> **Problem to work on**
Starting at the line that contains "In this photo, where can the woman's shoulder", repeat each line exactly through the last line of the listing, and repeat nothing else.

> **Task data**

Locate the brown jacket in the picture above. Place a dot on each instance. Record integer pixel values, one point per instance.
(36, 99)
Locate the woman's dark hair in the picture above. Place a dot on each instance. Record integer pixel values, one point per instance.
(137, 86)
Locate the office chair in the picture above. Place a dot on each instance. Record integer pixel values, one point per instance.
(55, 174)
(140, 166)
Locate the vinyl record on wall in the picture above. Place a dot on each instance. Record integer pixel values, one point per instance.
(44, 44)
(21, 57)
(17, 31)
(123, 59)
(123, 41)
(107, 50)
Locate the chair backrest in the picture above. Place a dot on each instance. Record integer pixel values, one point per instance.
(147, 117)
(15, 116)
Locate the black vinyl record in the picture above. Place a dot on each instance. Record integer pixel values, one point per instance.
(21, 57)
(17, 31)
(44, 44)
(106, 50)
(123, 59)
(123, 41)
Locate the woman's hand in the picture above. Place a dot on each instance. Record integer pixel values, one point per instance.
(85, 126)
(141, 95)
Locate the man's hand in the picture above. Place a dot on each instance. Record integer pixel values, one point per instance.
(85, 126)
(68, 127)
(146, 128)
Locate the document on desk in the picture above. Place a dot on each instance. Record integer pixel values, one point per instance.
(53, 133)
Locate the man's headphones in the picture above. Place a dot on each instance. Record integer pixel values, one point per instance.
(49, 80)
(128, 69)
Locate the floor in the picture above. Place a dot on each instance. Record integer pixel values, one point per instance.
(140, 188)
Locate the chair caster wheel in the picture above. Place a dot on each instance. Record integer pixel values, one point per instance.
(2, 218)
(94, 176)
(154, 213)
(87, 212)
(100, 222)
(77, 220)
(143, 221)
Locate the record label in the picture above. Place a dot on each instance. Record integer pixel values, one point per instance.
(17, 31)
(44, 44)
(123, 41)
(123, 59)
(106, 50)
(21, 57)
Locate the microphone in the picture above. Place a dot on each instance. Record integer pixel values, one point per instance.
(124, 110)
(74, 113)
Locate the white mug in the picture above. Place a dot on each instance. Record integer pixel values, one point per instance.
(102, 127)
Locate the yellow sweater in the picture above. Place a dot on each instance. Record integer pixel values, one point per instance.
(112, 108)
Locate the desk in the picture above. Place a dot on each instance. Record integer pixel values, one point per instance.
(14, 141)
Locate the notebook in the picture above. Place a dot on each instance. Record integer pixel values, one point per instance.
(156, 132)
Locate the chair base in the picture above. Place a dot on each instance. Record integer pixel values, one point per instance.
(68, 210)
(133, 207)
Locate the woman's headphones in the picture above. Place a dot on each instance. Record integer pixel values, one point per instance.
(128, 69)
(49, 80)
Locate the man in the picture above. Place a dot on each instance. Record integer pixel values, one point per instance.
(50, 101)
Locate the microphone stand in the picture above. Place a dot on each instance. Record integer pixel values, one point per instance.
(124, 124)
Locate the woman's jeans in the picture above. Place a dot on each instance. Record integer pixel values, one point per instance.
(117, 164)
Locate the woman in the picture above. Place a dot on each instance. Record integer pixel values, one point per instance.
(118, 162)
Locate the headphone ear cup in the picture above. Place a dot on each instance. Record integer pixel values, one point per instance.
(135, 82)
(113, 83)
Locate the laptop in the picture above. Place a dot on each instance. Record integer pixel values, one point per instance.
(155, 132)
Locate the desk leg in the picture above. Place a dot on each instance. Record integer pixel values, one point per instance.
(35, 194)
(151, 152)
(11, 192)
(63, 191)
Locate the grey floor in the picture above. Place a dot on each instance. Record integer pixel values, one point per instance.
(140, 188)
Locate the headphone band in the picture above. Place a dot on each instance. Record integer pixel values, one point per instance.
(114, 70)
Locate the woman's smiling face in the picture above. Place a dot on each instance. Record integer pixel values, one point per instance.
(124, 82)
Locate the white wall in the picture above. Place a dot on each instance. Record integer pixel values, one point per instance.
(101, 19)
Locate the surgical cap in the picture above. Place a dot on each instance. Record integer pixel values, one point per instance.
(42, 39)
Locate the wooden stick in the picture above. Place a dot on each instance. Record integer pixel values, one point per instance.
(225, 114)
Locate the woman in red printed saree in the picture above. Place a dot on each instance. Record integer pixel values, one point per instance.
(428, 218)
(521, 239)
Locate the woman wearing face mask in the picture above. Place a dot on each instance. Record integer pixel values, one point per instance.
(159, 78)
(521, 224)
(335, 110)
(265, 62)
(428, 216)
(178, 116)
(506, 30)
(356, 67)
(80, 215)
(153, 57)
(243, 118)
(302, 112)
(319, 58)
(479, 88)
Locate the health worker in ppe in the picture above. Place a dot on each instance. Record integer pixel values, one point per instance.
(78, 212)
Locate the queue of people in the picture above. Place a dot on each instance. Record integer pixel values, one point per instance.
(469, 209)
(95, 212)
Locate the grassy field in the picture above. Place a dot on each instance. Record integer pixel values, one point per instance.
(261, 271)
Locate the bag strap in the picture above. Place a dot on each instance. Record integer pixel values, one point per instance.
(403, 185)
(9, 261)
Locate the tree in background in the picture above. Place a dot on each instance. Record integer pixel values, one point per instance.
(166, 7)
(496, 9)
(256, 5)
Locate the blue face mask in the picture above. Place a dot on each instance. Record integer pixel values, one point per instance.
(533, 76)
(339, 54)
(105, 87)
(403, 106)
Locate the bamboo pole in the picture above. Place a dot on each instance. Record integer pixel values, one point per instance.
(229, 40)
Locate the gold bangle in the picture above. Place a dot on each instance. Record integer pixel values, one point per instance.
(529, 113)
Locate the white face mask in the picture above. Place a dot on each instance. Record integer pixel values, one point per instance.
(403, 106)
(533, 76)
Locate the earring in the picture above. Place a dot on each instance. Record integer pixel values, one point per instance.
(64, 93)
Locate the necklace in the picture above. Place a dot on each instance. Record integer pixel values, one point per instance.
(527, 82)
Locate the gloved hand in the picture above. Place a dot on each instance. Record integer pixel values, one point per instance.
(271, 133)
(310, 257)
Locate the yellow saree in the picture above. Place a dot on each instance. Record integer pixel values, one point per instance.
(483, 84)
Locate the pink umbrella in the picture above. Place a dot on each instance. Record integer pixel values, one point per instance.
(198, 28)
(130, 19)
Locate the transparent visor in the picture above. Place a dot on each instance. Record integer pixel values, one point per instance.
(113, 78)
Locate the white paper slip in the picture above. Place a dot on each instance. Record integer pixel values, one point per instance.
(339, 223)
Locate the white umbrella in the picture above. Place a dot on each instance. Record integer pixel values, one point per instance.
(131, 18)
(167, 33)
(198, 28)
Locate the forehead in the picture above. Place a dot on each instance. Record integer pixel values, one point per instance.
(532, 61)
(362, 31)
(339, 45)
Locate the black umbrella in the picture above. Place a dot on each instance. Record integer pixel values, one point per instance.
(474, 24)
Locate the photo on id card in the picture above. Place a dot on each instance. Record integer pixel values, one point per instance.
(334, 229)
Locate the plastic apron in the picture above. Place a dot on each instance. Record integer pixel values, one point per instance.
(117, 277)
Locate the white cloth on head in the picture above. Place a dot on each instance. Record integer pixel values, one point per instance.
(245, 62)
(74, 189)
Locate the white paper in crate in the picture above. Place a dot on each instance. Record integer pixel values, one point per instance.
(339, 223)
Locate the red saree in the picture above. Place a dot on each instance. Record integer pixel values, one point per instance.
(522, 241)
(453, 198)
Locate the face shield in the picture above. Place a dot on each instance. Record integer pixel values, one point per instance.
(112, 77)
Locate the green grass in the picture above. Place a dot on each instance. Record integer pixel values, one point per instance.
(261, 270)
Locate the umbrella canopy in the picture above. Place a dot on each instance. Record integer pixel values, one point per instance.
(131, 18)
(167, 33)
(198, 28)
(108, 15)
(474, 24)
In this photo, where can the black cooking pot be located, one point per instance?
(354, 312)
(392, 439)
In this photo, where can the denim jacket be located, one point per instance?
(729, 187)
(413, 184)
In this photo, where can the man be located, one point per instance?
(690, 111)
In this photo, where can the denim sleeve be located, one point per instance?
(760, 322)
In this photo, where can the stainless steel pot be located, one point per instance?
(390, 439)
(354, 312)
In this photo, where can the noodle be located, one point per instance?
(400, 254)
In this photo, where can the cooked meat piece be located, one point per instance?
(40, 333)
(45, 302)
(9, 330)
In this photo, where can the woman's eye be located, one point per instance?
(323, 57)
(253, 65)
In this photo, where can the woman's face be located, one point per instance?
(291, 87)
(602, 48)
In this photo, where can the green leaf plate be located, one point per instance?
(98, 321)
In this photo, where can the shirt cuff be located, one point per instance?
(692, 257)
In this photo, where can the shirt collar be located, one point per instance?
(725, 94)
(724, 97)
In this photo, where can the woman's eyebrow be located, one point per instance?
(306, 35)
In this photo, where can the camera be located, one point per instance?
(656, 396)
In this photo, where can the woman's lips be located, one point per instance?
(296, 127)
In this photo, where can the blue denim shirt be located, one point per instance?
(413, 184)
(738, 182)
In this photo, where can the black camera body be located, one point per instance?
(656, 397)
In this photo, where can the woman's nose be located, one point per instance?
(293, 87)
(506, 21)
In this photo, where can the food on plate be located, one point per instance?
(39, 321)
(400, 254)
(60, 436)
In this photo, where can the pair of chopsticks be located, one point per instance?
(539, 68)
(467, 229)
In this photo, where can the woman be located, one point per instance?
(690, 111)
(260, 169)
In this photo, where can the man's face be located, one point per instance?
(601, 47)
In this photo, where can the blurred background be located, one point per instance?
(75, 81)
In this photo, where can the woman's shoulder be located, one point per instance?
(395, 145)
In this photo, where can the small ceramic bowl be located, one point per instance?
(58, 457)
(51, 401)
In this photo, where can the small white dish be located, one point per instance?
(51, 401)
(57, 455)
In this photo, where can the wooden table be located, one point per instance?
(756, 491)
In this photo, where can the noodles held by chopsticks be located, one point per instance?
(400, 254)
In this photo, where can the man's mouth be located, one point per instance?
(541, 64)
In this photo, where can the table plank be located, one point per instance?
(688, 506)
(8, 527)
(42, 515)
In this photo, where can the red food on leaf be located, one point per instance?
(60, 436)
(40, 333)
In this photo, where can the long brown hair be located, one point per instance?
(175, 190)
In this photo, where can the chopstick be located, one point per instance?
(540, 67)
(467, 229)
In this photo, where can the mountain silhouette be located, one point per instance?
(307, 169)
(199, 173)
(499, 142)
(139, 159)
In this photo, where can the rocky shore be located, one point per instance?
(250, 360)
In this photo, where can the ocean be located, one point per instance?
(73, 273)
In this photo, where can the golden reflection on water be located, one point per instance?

> **The answer**
In this photo, where can the woman's shoulder be located, one point per instance?
(395, 145)
In this photo, where can the small ceramic bowl be located, one point per instance?
(58, 457)
(51, 401)
In this photo, where can the small white dish be located, one point per instance?
(51, 401)
(57, 455)
In this photo, where can the wooden table be located, one point per instance?
(756, 491)
In this photo, where can the noodles held by chopsticks be located, one point per instance?
(400, 254)
In this photo, where can the man's mouth be located, one point per instance?
(541, 64)
In this photo, where can the table plank be located, one point per instance?
(688, 506)
(8, 527)
(42, 515)
In this photo, where can the red food on leaf be located, one point per instance?
(60, 436)
(40, 333)
In this photo, where can the long brown hair be located, one point per instance?
(175, 190)
In this photo, where can the chopstick be located, one point per instance?
(540, 67)
(467, 229)
In this photo, where can the mountain silhouette be located, one point per instance?
(307, 169)
(199, 173)
(499, 142)
(139, 159)
In this photo, where can the rocky shore be located, one point per instance?
(250, 360)
In this photo, where can the ocean be located, one point per instance?
(73, 273)
In this photo, where can the golden reflection on water be located, one point per instance?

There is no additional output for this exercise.